Write out, please, the line containing "In this exercise you will find the churning" together with all lines after it, up to and including the last one, with no other output.

───── Input for this task

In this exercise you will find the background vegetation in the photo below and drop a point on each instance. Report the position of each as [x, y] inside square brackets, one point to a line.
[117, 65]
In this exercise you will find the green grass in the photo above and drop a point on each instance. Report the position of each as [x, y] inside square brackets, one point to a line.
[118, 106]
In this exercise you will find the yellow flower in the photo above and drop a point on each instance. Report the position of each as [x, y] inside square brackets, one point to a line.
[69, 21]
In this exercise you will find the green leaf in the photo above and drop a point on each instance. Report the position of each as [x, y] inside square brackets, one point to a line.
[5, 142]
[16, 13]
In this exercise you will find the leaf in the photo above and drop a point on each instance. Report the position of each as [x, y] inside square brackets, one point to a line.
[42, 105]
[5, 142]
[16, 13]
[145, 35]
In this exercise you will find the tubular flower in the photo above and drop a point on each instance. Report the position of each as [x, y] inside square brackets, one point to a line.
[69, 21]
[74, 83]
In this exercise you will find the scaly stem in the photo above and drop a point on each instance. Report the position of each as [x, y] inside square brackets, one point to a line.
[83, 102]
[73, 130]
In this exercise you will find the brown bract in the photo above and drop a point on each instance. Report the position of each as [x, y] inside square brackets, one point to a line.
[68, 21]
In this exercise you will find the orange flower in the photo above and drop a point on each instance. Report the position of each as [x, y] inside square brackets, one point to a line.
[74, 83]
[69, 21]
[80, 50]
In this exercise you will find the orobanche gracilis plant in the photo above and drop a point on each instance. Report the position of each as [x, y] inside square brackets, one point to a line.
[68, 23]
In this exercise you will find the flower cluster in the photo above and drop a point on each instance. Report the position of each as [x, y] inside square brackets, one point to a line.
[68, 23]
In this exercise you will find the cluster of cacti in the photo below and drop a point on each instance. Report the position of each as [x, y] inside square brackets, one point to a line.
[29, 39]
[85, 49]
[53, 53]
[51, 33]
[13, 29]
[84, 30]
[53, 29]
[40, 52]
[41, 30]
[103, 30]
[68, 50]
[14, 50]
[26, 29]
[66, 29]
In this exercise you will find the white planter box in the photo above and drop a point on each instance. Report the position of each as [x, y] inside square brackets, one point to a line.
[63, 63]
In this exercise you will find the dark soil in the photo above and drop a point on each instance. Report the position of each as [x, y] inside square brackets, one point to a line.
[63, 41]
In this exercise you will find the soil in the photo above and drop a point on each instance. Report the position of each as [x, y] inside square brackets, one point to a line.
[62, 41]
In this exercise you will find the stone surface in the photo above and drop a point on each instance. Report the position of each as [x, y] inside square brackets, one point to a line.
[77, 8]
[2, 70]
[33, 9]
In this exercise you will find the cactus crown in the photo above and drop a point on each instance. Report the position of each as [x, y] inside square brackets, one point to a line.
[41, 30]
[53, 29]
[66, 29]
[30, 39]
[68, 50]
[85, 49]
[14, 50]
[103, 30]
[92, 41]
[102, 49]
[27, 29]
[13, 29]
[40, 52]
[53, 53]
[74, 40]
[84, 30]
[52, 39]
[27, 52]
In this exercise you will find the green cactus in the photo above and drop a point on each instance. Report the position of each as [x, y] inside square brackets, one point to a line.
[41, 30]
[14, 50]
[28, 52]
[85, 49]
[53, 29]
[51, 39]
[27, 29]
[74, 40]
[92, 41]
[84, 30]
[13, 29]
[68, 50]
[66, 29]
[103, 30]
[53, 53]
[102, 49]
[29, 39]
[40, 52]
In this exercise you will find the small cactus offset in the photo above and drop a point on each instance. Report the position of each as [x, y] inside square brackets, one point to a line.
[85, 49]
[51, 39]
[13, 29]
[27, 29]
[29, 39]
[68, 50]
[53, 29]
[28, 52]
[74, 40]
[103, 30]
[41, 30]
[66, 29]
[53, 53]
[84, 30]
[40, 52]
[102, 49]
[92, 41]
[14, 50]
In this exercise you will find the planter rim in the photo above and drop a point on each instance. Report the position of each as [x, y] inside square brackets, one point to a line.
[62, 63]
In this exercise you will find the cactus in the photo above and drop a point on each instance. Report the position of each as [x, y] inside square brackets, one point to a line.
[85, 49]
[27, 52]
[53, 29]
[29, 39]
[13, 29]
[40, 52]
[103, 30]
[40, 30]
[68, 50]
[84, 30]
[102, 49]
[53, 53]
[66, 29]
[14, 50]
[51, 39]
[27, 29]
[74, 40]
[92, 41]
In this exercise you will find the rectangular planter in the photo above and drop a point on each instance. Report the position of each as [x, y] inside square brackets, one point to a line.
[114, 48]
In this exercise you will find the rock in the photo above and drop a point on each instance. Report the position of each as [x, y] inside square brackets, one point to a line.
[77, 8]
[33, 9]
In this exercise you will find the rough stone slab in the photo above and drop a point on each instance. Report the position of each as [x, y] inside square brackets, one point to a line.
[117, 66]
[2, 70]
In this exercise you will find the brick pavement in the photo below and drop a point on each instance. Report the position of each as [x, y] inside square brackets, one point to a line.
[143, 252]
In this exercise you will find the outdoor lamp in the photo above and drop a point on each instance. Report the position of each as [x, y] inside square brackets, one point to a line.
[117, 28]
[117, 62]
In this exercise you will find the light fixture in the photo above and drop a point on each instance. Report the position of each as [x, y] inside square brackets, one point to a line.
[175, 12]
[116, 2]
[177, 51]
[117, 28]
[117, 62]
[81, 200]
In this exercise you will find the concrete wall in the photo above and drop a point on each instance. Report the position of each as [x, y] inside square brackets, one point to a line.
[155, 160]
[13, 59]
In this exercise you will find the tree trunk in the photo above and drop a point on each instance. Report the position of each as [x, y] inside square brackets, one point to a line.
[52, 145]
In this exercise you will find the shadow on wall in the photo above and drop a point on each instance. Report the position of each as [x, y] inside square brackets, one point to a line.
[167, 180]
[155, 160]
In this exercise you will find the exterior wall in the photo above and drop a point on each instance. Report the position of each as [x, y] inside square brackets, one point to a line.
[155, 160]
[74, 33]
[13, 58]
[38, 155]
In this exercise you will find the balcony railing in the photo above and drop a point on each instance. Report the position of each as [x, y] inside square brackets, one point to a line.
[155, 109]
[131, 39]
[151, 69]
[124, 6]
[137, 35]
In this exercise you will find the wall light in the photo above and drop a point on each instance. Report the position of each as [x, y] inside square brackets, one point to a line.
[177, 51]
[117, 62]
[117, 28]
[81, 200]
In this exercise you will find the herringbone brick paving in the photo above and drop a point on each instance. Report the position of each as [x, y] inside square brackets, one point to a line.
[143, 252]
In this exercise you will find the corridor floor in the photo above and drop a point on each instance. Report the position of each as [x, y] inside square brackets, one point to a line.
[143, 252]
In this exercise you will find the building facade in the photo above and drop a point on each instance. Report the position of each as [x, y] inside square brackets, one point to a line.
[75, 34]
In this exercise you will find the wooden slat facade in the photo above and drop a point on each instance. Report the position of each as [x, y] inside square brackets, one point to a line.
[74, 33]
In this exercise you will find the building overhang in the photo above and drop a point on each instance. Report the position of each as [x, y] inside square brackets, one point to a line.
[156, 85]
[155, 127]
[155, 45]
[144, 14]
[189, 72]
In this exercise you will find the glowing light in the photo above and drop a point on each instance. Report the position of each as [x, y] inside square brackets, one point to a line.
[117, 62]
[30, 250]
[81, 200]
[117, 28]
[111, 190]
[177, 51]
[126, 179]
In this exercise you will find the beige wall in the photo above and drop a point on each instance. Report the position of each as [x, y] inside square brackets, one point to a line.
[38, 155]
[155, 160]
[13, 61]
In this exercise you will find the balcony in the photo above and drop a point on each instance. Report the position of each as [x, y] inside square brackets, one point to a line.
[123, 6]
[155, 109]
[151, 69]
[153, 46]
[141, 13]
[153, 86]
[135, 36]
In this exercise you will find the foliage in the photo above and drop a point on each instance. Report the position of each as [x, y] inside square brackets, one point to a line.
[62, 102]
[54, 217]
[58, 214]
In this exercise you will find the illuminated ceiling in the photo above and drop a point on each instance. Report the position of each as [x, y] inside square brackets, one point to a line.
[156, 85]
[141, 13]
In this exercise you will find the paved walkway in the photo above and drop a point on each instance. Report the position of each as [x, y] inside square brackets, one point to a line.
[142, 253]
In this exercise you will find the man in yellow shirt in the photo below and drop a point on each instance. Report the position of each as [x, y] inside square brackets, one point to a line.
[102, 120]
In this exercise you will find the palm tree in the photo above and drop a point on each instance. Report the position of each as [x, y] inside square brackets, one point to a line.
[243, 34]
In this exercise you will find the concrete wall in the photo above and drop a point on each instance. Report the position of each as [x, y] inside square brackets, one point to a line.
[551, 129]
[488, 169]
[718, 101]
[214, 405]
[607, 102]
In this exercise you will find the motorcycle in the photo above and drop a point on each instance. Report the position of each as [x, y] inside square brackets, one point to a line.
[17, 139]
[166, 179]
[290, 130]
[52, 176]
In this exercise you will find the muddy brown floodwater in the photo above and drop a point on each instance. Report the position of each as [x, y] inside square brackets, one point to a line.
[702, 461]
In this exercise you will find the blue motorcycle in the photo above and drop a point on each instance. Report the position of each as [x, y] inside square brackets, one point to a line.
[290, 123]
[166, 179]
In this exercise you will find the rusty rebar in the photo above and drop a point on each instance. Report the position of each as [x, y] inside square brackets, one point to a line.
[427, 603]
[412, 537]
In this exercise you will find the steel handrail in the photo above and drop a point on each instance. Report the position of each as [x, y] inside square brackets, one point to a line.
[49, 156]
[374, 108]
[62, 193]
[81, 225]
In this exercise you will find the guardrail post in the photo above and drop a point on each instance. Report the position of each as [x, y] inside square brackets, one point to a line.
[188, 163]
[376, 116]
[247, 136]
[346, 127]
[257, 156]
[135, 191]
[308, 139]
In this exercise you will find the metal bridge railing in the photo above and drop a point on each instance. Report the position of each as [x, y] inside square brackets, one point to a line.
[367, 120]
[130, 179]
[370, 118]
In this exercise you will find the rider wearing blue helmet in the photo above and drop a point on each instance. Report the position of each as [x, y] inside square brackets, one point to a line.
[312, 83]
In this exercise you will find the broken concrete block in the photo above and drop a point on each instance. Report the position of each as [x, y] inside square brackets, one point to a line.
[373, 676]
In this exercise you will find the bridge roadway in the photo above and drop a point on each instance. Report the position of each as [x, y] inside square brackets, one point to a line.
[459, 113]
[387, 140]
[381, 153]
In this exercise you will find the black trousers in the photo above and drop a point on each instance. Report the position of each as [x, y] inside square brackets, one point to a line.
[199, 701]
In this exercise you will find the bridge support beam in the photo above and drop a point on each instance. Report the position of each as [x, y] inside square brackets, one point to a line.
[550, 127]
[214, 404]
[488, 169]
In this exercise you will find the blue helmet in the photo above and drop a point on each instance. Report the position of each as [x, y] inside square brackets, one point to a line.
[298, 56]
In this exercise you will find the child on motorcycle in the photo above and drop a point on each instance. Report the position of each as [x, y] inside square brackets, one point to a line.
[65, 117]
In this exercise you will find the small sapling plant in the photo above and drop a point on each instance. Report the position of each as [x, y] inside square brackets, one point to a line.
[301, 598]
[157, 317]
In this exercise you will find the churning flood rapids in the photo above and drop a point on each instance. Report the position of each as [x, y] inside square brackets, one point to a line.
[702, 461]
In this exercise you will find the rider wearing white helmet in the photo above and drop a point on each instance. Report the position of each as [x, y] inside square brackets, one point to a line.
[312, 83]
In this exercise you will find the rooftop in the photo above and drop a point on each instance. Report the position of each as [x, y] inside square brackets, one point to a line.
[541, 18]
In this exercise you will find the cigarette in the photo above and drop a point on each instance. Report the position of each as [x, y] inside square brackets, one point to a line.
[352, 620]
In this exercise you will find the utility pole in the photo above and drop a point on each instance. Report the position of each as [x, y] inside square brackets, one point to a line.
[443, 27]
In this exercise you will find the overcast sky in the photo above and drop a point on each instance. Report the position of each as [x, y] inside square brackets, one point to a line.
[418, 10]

──────────

» **Completed task**:
In this exercise you will find the churning flood rapids in the photo above and drop a point on each instance. Report the position of each as [x, y] inside square brackets, one point to a line.
[702, 461]
In this exercise you will find the rider wearing white helmet in the photo above and drop a point on each instance. Report the position of each as [x, y] inside square brackets, one point to a line.
[312, 83]
In this exercise you will find the rooftop in the photo above and drop a point on each instance. Report the position of each as [x, y] inside square brackets, one point to a line.
[541, 18]
In this exercise you will find the cigarette in the photo above and drop a point on each instance. Report the position of each as [x, y] inside square brackets, one point to a line.
[352, 620]
In this exercise you will find the utility pole in the photo above and drop a point on each instance. Report the position of each as [x, y] inside square brackets, one point to a line.
[443, 27]
In this exercise you will find the overcast sky in the photo above and drop a point on each instance. Report the position of each as [x, y] inside square brackets, one point to a line.
[418, 10]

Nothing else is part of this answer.